START Available data

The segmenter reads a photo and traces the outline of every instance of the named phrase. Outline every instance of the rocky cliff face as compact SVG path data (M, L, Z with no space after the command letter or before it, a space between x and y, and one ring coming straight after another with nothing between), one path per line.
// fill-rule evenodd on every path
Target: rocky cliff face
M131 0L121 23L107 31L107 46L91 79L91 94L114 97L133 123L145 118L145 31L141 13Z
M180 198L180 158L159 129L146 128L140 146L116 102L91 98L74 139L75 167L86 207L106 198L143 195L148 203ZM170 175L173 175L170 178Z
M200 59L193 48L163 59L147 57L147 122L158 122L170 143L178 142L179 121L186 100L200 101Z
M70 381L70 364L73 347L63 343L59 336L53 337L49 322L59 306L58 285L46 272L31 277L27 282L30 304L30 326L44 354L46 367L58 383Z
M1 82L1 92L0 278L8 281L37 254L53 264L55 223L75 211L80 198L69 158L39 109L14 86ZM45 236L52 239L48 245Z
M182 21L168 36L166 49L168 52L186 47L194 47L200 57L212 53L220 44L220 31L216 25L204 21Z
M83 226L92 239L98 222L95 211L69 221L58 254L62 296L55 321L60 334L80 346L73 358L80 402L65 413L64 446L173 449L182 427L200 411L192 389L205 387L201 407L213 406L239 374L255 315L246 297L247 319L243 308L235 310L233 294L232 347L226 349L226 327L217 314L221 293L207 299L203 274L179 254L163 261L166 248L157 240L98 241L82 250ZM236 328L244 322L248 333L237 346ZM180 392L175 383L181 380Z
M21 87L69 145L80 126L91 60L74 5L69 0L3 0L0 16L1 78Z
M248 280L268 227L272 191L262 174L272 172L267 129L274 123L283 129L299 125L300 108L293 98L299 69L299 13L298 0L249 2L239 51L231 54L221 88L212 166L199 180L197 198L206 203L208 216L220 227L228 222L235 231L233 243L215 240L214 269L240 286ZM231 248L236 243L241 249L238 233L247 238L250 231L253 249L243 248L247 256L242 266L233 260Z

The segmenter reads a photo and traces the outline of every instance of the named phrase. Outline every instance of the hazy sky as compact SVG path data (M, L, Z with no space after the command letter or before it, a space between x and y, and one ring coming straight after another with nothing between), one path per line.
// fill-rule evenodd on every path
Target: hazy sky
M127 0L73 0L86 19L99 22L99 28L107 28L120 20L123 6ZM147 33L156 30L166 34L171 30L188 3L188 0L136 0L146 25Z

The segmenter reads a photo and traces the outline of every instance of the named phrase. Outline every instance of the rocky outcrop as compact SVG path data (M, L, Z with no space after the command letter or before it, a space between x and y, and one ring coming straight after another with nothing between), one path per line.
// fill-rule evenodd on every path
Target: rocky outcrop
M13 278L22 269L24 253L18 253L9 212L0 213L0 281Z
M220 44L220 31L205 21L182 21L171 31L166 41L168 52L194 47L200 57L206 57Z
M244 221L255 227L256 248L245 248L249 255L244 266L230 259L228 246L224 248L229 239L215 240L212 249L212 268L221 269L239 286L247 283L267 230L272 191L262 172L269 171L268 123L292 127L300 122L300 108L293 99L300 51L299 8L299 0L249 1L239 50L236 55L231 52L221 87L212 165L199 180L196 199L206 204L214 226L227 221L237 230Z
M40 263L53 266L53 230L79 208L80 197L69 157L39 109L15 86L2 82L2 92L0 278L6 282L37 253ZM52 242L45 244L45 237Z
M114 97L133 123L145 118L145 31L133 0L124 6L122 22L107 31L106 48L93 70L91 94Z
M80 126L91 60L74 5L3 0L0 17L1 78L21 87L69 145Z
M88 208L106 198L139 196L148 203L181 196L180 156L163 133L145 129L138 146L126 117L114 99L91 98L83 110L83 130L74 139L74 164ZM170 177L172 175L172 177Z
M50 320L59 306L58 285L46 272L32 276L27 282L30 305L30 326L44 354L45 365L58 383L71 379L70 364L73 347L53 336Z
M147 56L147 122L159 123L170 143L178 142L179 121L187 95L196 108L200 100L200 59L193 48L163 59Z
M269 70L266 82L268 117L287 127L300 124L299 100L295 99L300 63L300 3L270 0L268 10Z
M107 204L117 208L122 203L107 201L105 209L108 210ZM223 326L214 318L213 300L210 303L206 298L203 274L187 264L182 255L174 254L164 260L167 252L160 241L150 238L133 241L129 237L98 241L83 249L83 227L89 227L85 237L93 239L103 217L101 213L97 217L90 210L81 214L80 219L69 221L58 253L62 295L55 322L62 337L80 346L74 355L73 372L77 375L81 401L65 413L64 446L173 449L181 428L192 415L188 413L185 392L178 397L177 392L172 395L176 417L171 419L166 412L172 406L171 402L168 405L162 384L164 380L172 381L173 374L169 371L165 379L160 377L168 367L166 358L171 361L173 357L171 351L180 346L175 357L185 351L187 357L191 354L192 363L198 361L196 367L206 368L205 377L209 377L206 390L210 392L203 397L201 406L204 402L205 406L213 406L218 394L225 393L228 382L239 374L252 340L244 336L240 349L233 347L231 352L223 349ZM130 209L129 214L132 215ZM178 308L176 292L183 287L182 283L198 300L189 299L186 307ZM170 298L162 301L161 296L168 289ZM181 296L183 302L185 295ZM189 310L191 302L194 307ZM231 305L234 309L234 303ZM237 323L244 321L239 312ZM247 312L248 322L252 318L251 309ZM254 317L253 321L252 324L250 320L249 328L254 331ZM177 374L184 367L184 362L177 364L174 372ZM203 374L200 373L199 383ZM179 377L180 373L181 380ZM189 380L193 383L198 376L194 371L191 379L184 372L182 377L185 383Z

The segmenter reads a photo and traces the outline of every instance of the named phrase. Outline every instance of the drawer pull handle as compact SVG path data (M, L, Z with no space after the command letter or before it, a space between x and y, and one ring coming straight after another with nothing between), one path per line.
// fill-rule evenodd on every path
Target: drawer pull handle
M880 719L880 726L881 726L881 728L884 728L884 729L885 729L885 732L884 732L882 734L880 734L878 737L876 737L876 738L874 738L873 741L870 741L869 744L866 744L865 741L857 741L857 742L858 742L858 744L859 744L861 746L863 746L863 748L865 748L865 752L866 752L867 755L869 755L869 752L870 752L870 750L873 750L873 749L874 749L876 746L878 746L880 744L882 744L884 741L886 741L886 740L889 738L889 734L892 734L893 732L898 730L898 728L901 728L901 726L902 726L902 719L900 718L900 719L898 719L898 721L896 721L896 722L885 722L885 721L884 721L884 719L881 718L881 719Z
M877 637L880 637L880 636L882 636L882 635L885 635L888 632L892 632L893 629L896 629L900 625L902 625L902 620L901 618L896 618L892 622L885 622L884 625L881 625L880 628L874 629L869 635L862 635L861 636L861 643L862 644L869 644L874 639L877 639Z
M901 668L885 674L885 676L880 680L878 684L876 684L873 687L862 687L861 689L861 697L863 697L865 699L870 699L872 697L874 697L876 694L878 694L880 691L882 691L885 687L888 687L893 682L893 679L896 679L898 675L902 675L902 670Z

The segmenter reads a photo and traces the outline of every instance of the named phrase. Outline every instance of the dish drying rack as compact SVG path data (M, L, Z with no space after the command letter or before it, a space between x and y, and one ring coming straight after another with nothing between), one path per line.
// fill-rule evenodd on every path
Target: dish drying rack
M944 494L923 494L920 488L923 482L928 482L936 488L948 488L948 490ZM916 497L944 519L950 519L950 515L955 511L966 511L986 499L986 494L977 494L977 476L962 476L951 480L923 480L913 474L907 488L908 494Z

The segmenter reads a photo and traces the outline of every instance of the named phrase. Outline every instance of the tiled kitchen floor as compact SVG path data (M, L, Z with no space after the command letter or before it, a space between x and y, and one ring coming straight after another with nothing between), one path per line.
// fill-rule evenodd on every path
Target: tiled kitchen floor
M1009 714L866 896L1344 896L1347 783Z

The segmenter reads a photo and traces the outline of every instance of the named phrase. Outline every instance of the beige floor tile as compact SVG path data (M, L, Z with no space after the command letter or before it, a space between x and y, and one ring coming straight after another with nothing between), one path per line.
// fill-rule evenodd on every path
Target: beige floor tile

END Available data

What to produce = Rewrite the lines from the start of the records through the line containing "M200 59L193 48L163", inclusive, with "rocky cliff face" replaced by "steep cliff face" and nothing else changed.

Solution below =
The segmenter reads a photo and traces the outline of every instance of the named phrase. Outline every instance of the steep cliff face as compact SVG path data (M, L, Z with no space after the command letter or before it, a space between x and y, and one ring coming straight after another with nothing between), one path per line.
// fill-rule evenodd on every path
Target: steep cliff face
M131 0L121 23L107 31L107 46L91 79L91 94L114 97L133 123L145 118L145 31L141 13Z
M180 198L180 158L159 129L146 128L140 146L116 102L91 98L74 139L75 167L86 207L106 198L143 195L148 203ZM170 175L173 175L170 178Z
M200 59L193 48L163 59L147 57L147 122L158 122L170 143L178 142L179 121L186 100L200 101Z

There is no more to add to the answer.